**Job**
Return every line in the rows below that contains the string "center", copying each one unchanged.

==== Extracted entries ====

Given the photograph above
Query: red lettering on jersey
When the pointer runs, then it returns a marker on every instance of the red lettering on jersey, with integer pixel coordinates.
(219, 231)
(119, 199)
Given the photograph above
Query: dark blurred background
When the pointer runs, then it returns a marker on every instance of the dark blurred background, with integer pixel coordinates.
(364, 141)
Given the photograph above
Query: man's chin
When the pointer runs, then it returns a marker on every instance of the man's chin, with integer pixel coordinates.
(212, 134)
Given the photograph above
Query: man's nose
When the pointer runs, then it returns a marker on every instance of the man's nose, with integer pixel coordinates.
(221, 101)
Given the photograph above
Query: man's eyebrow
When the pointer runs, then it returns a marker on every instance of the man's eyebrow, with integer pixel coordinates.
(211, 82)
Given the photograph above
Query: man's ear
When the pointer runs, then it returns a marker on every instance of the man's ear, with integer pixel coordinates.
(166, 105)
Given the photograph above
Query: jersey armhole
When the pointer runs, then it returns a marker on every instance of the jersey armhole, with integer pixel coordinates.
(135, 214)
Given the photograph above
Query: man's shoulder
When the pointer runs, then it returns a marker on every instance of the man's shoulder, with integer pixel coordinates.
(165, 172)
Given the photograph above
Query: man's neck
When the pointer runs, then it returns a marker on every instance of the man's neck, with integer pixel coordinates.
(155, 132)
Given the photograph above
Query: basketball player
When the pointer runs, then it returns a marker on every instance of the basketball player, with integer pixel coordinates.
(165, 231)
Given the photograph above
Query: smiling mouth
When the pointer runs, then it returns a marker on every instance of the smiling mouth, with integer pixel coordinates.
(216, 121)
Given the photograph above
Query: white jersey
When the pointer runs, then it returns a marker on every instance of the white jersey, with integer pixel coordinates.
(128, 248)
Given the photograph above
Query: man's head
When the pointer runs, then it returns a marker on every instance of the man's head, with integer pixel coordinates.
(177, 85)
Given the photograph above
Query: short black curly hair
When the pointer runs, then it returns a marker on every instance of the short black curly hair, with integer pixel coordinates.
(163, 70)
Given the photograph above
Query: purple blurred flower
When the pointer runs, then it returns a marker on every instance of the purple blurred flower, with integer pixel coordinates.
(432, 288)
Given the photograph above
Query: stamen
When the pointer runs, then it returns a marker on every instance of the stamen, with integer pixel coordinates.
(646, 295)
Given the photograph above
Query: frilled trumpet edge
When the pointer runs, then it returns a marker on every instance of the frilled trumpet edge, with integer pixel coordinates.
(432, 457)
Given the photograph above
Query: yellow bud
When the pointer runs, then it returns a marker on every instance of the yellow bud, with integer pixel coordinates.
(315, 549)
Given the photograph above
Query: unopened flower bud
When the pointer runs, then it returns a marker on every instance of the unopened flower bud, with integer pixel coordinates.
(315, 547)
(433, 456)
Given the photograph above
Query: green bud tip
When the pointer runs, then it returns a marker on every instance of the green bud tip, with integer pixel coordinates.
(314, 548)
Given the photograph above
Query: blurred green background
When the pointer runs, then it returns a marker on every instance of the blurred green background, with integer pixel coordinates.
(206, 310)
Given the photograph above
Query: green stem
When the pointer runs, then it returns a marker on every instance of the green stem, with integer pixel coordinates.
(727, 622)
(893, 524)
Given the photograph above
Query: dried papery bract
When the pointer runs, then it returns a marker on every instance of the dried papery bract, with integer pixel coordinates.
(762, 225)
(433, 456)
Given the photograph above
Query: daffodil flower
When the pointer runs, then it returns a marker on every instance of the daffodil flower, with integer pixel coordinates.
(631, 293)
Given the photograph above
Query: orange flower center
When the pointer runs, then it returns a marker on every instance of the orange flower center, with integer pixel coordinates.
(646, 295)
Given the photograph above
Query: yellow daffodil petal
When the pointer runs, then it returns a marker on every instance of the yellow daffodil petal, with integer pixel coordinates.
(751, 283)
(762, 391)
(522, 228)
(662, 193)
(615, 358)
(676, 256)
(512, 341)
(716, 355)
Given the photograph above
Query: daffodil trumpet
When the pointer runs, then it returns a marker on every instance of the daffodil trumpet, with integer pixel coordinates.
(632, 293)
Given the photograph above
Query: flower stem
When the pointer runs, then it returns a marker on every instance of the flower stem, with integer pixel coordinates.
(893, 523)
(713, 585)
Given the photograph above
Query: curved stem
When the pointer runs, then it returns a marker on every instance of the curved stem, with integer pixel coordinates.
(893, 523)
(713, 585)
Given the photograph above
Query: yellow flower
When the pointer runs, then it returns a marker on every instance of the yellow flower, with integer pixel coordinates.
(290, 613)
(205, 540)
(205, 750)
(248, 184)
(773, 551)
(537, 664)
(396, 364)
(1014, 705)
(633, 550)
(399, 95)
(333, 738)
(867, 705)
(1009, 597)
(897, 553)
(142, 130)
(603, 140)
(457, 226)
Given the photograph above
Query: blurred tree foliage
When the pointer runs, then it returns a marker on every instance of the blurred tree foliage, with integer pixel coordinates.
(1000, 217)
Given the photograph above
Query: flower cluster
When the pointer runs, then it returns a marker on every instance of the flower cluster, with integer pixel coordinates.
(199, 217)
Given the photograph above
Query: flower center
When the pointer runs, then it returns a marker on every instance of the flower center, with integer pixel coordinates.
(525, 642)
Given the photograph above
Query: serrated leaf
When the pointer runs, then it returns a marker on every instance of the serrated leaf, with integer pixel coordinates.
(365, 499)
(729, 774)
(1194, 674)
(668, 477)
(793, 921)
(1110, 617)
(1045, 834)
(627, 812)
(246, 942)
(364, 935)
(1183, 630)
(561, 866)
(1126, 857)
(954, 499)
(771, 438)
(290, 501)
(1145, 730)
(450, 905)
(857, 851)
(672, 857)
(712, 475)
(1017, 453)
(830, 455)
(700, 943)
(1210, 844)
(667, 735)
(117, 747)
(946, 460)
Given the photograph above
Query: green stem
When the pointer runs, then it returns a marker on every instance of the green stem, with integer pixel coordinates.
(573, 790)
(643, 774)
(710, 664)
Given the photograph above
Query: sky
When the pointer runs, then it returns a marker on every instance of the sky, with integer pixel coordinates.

====

**Output for this exercise**
Query: orange flower center
When the pointer runs, then it returns a marker on every instance of the orange flower center, with integer pixel coordinates.
Query: flower center
When the pointer runs, then it returns a marker on every instance of the flower center, with integer pixel coordinates.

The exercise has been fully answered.